Fragmento ::
◆ ◆ ◆ ◆ ◆ ◆ ◆

Myriam se sintió desfallecer. Esa mañana de abril, Pizarro tomó un vuelo para viajar de Bogotá a Barranquilla. Cinco minutos después del despegue, un hombre que estaba sentado en la parte delantera del avión se paró al baño y, cuando pasó frente a Carlos, lo miró a los ojos. Pizarro estaba sentado en la silla 23C. El hombre entró al baño y desde la puerta vació la munición de su metralleta sobre el candidato presidencial. Treinta años después, la justicia sigue indagando si agentes del DAS, designados a cuidar a Pizarro, participaron del magnicidio.
Myriam y María José cuentan que el piloto no quería regresar a Bogotá, sino llegar hasta Barranquilla, pero los escoltas del candidato lo presionaron tanto que tuvo que devolverse. Cuando aterrizaron en Bogotá, no había una ambulancia en la pista para trasladarlo de urgencias a una clínica. (...) Sus escoltas lo cargaron durante minutos infinitos en la puerta del avión mientras llegaron los médicos que finalmente lo llevaron a la Caja Nacional de Previsión, donde respiraba sus últimos alientos cuando llamaron a Myriam a contarle lo ocurrido.

◆ ◆ ◆ ◆ ◆ ◆ ◆

Sección de datos ::
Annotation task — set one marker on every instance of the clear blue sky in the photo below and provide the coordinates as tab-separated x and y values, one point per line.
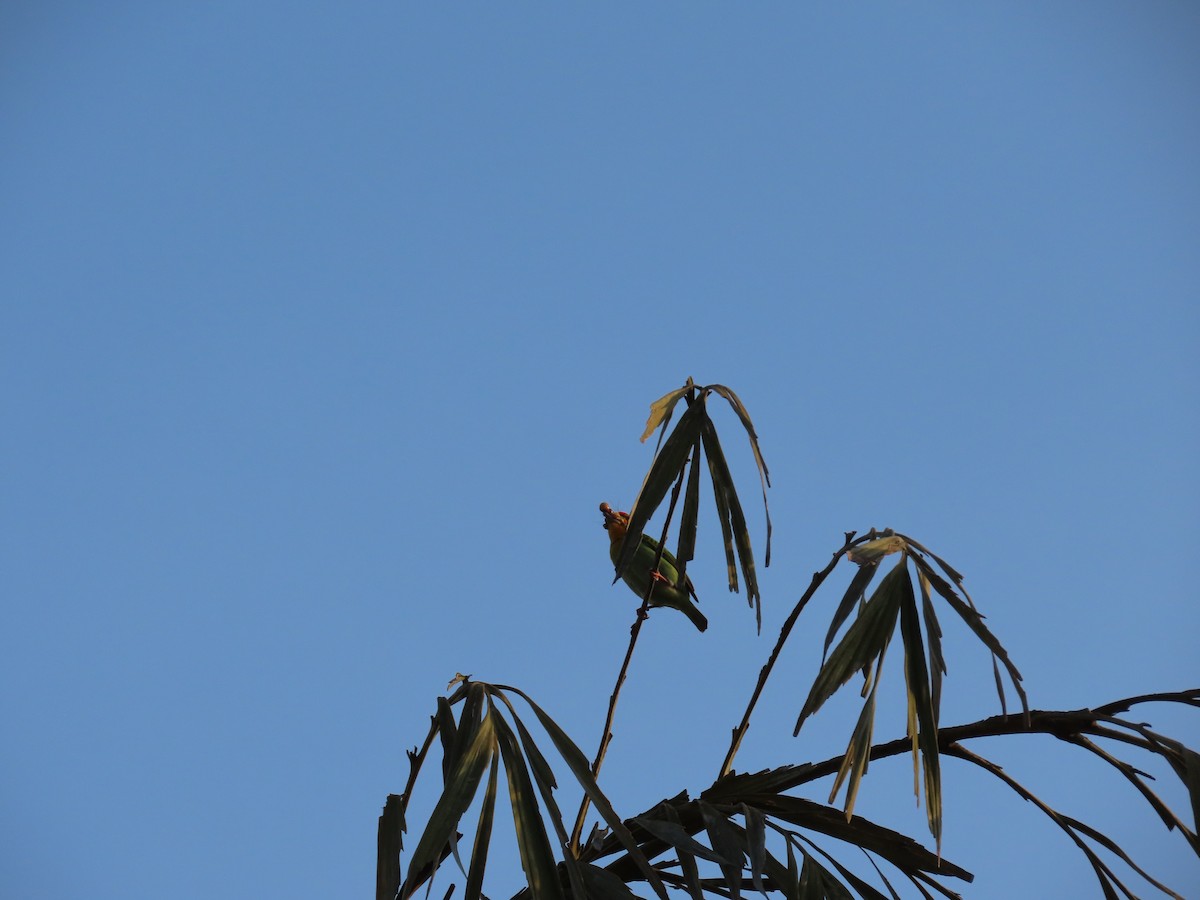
325	328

◆ ◆ ◆ ◆ ◆ ◆ ◆

Tareas por realizar ::
1. Indica si cada afirmación coincide con el fragmento sobre el atentado contra Pizarro. Responde sí o no y cita las palabras del fragmento que lo deciden.
(a) Pizarro viajaba sentado en la silla 23C.
(b) Al aterrizar en Bogotá, una ambulancia lo esperaba en la pista.
(c) El piloto decidió por su cuenta volver a Bogotá.
2. Escribe la continuación del fragmento sobre el atentado contra Pizarro a partir de su última oración.
No hace falta consultar el listado.

Respuestas ::
1.
(a) Sí: «Pizarro estaba sentado en la silla 23C».
(b) No: «no había una ambulancia en la pista para trasladarlo de urgencias a una clínica».
(c) No: «el piloto no quería regresar a Bogotá, sino llegar hasta Barranquilla, pero los escoltas del candidato lo presionaron tanto que tuvo que devolverse».

2.
Claudia, la hija mayor de ella, estaba en la universidad y María José, en el colegio. Myriam salió despavorida en el carro de Carmen Lidia y llegó al Liceo Francés, donde estudiaba su hija menor. Dejó el carro tirado y mientras corría para entrar, escuchó en el radio de una señora que vendía dulces la voz inconfundible del periodista Yamid Amat dando la noticia. —Acaba de morir Carlos Pizarro —dijo Amat.